As an initial matter, Defendants are correct that the PERB ruled that Plaintiff's termination did not result from political discrimination prohibited by 3 V.I.C. § 531, finding that there was no evidence to link Plaintiff's political beliefs or opinions to her termination. ECF No. 50-2, PERB Opinion at 8. To bind parties to a subsequent action to the outcome of a prior judgment pursuant to the principle of res judicata, courts require that (1) the prior judgment was valid, final, and on the merits; (2) the parties in the subsequent action are identical to or in privity with the parties in the prior action; and (3) the claims in the subsequent action arise out of the same transaction or occurrence as the prior claims. Smith v. Turnbull, S. Ct. Civ. No. 2007-0104, 2010 WL 4962890, at *3 (V.I. 2010) (citing CoreStates Bank, N.A. v. Huls Am., Inc., 176 F.3d 187, 194 (3d Cir.1999)). Here, Plaintiff does not contest that the PERB decision is valid, final, and on the merits. In addition, the parties in the PERB action included both Plaintiff and one of the Defendants in this action, the Government of the Virgin Islands Department of Justice. Further, although Plaintiff's claim in this case arises under the First Amendment, and her claim before the PERB arose under a Virgin Islands anti-discrimination statute, both claims turn on whether Defendants terminated Plaintiff because of her political opinions or activities. Plaintiff had the opportunity to litigate these issues and cross-examine witnesses in a full hearing before the PERB. These facts lend some support to Defendants' argument that res judicata bars Plaintiff's First Amendment claim in this case, at least with respect to the DOJ.

Defendant DeJongh was not a party to the PERB action. Although Governor DeJongh is likely in privity with the DOJ in his official capacity, there is authority that he is not in privity in his individual capacity. See, e.g., Smith, 2010 WL 4962890, at *3 ("An official-capacity suit is really just another way of suing the government. Therefore, a [government] official sued in his official capacity is generally in privity with the [government]. A government official sued in his personal capacity . . . presents a different case. . . . [C]ourts do not generally consider an official sued in his personal capacity as being in privity with the government.").

Even if I am not bound by the PERB's decision, however, I agree that the record simply does not support Plaintiff's First Amendment claim in this case. To succeed on a discrimination claim based on political affiliation, a public employee must make a prima facie showing that "(1) that the employee works for a public employer in a position that does not require a political affiliation, (2) that the employee maintained a political affiliation, and (3) that the employee's political affiliation was a substantial or motivating factor in the adverse employment decision." Smith v. City of Allentown, 589 F.3d 684, 692 (3d. Cir. 2009) (quoting Hill v. Borough of Kutztown, 455 F.3d 225, 243 (3d Cir.2006)). Once the plaintiff establishes a prima facie case, the defendant may "avoid a finding of liability by proving by a preponderance of the evidence that the same employment action would have been taken even in the absence of the protected activity." Id. at 692-93.

• Problems and tasks:
A: In the legal excerpt, which defendant was not a party to the PERB action?
B: Pick up the legal excerpt after its last sentence and keep writing.
The data have nothing to do with the legal excerpt.

• Given data:
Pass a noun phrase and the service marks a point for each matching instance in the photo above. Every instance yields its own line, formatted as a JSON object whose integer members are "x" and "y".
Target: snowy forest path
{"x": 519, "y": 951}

• Responses:
A: Defendant DeJongh, the Governor, was not a party to the PERB action.

B:
Here, the evidence, even when viewed in the light most favorable to Plaintiff, simply does not support an inference that her political affiliation was a substantial or motivating factor in her termination. Indeed, Plaintiff's "evidence" in this regard amounts to little more than speculation or her own subjective belief. When asked about this issue at her deposition, Plaintiff testified as follows:

Q. Right. So you were just basically assuming that the reason for your dismissal was because of political, right?
A. No, I ain't assume that. It happened around the political time, political year. There was nothing in my record to show - show what occurred to me, and that's just how they were doing it. They were just giving a pink slip and people were going home, so I had to - no, no, it was nothing.
Q. But - but you cannot identify anyone other than your, if you will, subjective conclusion, right? I mean - I mean, there was nothing that anyone of a supervisory nature said to you that you're fired because of your quote, unquote, "politics"?
A. They didn't have to say, I know. I know in my heart that's what it was, and I still feel that.
Pl.'s Dep. (ECF No. 57), at 34; see also id. at 32. It is well-established that such subjective "feelings" and speculation are insufficient to support a first amendment political affiliation discrimination claim. See, e.g., Smith, 589 F.3d at 684 (affirming grant of summary judgment where Plaintiff's evidence based on speculation and subjective belief); McKeever v. Twp. of Washington, Civ. No. 09-1175, 2011 WL 53178, at * (D.N.J. Jan. 7, 2011) ("In the Third Circuit, mere speculation and conjecture cannot form the basis of an actionable claim of political discrimination.") (citing Contini v. Cranmer, 117 Fed. App'x 186, 190 (3d Cir.2004)), aff'd, 2012 WL 1023056 (3d Cir. Mar. 28, 2012).

Other than her speculation and subjective beliefs, Plaintiff does not point to any evidence that Defendants even knew about her political activities. See Laskaris v. Thornburgh, 733 F.2d 260, 266 (3d Cir. 1984) (plaintiff alleging wrongful discharge for political reasons cannot sustain her burden of proof without evidence that the employer knew of her political affiliation); McKeever v. Twp. of Washington, No. 11-1093, 2012 WL 1023056, at *1 (3d Cir. Mar. 28, 2012) ("The third prong requires proof that the employer knew of the plaintiff's political affiliation and that the affiliation caused the adverse action."). Indeed, the only other "evidence" to which Plaintiff points is the deposition testimony of a former co-worker, Leonardo Carrion. Carrion's testimony, however, merely establishes that he personally was aware that Plaintiff publicly supported Mapp. ECF No. 56-1 (Carrion Dep.) at 16; see also id. at 20 (elaborating that he saw Plaintiff wearing Mapp shirts "not on the job but out in the street" and that she told him in conversations at work that she supported Mapp's candidacy). Carrion did not indicate, or even speculate, in his deposition that Governor DeJongh or Attorney General Vincent Frazer (who recommended Plaintiff's termination) knew about Plaintiff's political affiliation. In his own deposition testimony, Frazer testified that he did not know that Plaintiff had supported Mapp for governor. ECF No. 58 (Frazer Dep.) at 11.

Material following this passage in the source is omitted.